= WHAT TO DO =
Rewrite every line of the rows below as one numbered list, and skip any blank lines.

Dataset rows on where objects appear
☆ ☆ ☆ ☆ ☆ ☆ ☆
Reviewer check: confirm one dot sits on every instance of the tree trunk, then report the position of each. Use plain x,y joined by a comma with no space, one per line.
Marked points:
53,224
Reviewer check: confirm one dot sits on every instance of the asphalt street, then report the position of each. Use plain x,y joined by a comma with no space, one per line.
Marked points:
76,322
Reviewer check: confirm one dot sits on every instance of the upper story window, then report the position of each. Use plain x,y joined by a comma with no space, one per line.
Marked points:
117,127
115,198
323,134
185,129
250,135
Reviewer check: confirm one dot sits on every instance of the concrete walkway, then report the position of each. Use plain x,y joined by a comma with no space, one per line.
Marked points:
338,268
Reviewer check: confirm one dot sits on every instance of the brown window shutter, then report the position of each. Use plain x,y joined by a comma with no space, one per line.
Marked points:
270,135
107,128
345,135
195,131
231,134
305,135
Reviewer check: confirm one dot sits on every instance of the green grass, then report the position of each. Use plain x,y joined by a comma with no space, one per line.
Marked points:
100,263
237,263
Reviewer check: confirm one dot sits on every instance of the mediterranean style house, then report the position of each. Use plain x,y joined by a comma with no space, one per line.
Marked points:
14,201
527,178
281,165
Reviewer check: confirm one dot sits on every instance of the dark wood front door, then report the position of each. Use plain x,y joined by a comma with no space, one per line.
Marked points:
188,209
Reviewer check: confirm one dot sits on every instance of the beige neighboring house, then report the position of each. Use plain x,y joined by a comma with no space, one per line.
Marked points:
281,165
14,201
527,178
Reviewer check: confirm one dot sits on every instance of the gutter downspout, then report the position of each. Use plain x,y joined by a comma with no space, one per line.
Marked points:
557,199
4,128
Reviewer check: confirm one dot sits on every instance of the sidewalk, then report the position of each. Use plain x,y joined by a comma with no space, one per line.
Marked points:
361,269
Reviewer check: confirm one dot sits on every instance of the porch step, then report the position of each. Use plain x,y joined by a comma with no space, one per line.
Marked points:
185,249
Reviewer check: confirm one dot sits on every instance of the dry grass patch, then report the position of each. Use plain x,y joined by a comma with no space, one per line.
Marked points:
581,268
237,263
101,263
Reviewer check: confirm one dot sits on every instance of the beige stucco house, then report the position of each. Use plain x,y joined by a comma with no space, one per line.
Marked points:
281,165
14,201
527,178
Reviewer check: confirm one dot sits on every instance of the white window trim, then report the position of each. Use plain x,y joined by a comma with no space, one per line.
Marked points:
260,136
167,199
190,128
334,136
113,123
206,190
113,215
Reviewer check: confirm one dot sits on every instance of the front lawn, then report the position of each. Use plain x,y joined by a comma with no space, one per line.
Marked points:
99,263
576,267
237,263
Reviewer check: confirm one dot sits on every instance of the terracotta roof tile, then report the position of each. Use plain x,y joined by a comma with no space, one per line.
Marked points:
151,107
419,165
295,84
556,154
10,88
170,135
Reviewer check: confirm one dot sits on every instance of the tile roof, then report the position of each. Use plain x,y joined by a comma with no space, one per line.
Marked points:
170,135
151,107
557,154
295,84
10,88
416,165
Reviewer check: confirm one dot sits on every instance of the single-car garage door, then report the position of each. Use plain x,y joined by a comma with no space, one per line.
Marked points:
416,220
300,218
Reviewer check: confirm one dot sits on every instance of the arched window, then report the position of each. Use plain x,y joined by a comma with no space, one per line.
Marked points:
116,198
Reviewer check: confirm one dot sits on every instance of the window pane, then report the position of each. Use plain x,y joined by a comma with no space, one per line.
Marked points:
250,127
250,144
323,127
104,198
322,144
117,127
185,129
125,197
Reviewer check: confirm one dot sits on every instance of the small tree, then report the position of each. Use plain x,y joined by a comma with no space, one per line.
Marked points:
☆ ☆ ☆ ☆ ☆ ☆ ☆
= TASK RESULT =
1. Reviewer check: confirm one dot sits on every instance of the tree trunk, then report the position of each. Use plain x,y joined by a comma with no space, one per line.
2. Marked points:
3. 53,224
4. Reviewer check: confirm one dot sits on every instance of the asphalt street, then report the position of each. Use plain x,y joined by a comma with no space, one per line.
5. Marked points:
6. 76,322
7. Reviewer check: confirm one dot sits on every instance of the upper story window, then report the position of each. Use plain x,y joined by a comma with no space, one per line.
8. Marked points:
9. 117,127
10. 115,198
11. 323,134
12. 185,129
13. 250,135
14. Reviewer check: confirm one dot sits on every instance of the concrete walkway, then report the position of each. Use plain x,y joined by a comma with no space, one per line.
15. Marked points:
16. 338,268
17. Reviewer check: confirm one dot sits on every instance of the brown window shutter, then report the position of each. Use plain x,y joined by a comma with no space, one per line.
18. Marked points:
19. 270,135
20. 107,128
21. 345,135
22. 195,131
23. 231,134
24. 305,135
25. Reviewer check: confirm one dot sits on every instance of the green grass, then report the position of each. Use plain x,y joined by a comma with no space, one per line.
26. Marked points:
27. 100,263
28. 237,263
29. Reviewer check: confirm one dot sits on every instance of the mediterranean style house, then report the position of each. Use plain x,y joined by a comma with no space, one per line.
30. Marked points:
31. 14,201
32. 527,178
33. 281,165
34. Reviewer check: confirm one dot sits on every instance of the dark wood front door, then report the position of each. Use plain x,y joined by a comma with no space, one per line.
35. Marked points:
36. 188,209
37. Reviewer check: confirm one dot sits on every instance of the beige neighboring house, then report the position of each. Use plain x,y joined by a comma with no space, one per line.
38. Marked points:
39. 281,165
40. 14,201
41. 527,178
42. Reviewer check: confirm one dot sits on every instance of the gutter downspout, then report the position of each. Use plain x,y joined by a comma with no space, one per line.
43. Marked points:
44. 557,199
45. 4,128
46. Reviewer check: confirm one dot sits on every instance of the sidewalk, then report the position of each. Use plain x,y joined by a comma with no space, one per line.
47. Marked points:
48. 361,269
49. Reviewer check: confirm one dot sits on every instance of the porch step, then report the position of each. Use plain x,y joined by a comma with no space, one per line.
50. Marked points:
51. 185,249
52. Reviewer check: confirm one dot sits on every instance of the dry grass patch, then report the position of each. Use plain x,y joined by a comma with no space, one per line.
53. Marked points:
54. 581,268
55. 237,263
56. 101,263
57. Reviewer check: confirm one dot sits on every instance of the beige stucco house, then report the position of each. Use plain x,y joined by a comma with no space, one per line.
58. Marked points:
59. 281,165
60. 14,201
61. 527,178
62. Reviewer check: confirm one dot sits on every instance of the white window trim, then report the position of each. Use plain x,y joined by a comma with no space, one per line.
63. Marked points:
64. 260,136
65. 167,199
66. 190,128
67. 334,136
68. 113,123
69. 206,190
70. 113,215
71. Reviewer check: confirm one dot sits on every instance of the front lawn, then report the position of each. Use plain x,y joined by a comma with no space, one per line.
72. Marked points:
73. 99,263
74. 576,267
75. 237,263
76. Reviewer check: confirm one dot sits on every instance of the terracotta roof tile, then report the position of each. Use plain x,y joined by a comma with no space, one per line.
77. Marked points:
78. 151,107
79. 419,165
80. 295,84
81. 556,154
82. 10,88
83. 170,135
84. Reviewer check: confirm one dot sits on every instance of the tile roof, then report the position of each. Use plain x,y joined by a comma with no space, one per line.
85. Marked points:
86. 170,135
87. 151,107
88. 557,154
89. 295,84
90. 10,88
91. 416,165
92. Reviewer check: confirm one dot sits on every instance of the single-car garage door, then report the position of each. Use plain x,y joined by a comma with no space, one per line.
93. Marked points:
94. 416,220
95. 300,218
96. Reviewer check: confirm one dot sits on every instance of the arched window, then report the position of each. Use plain x,y joined by a comma with no space, one per line.
97. Marked points:
98. 116,198
99. Reviewer check: confirm one dot sits on every instance of the window pane, then report the position of each. Use plain x,y joined by a comma with no space, one per line.
100. Marked points:
101. 250,127
102. 250,144
103. 323,127
104. 104,198
105. 322,144
106. 117,127
107. 185,129
108. 125,197
109. Reviewer check: confirm one dot sits on every instance of the small tree, then report the position of each. Use plain x,y joined by a comma with no space, one per line.
110. Marked points:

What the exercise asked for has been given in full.